THE TASK
Copy every line of the records below word for word, but leave out the pictures.

SOURCE MATERIAL
▬▬▬
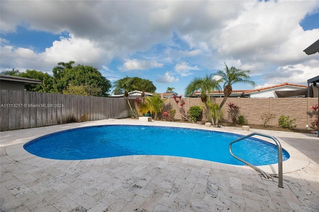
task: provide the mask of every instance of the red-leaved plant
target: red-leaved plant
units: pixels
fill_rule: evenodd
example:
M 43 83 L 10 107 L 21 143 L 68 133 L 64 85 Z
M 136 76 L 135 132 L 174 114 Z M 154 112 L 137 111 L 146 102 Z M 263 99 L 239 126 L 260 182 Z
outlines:
M 312 119 L 312 128 L 314 129 L 318 129 L 318 104 L 317 103 L 315 106 L 310 106 L 312 111 L 311 112 L 308 112 L 307 113 L 310 116 L 310 118 Z M 314 115 L 315 115 L 315 118 L 313 120 L 313 116 Z
M 182 120 L 185 120 L 185 119 L 187 119 L 187 118 L 186 117 L 186 112 L 184 108 L 184 106 L 185 105 L 185 103 L 184 99 L 182 98 L 182 95 L 180 94 L 177 99 L 177 97 L 176 97 L 176 96 L 174 95 L 173 96 L 173 98 L 177 105 L 177 108 L 179 109 Z M 178 106 L 178 103 L 179 103 L 179 106 L 180 106 L 180 107 Z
▬▬▬
SOLUTION
task: provide the mask of every instance of the red-leaved plant
target: red-leaved plant
units: pixels
fill_rule: evenodd
example:
M 43 83 L 10 107 L 21 143 L 68 133 L 64 85 Z
M 136 76 L 135 132 L 174 114 Z M 154 112 L 137 111 L 146 102 Z M 263 99 L 239 126 L 260 182 Z
outlines:
M 312 119 L 312 128 L 314 129 L 318 129 L 318 104 L 317 103 L 315 106 L 310 106 L 312 111 L 311 112 L 308 112 L 307 113 L 310 116 L 310 118 Z M 314 115 L 315 115 L 315 118 L 313 120 L 313 116 Z
M 182 120 L 185 120 L 185 119 L 187 119 L 187 118 L 186 117 L 186 112 L 184 108 L 184 106 L 185 105 L 185 103 L 184 99 L 182 98 L 182 95 L 180 94 L 177 99 L 177 97 L 176 97 L 176 96 L 174 95 L 173 96 L 173 98 L 177 105 L 177 108 L 179 109 Z M 178 106 L 178 103 L 179 103 L 179 106 L 180 106 L 180 107 Z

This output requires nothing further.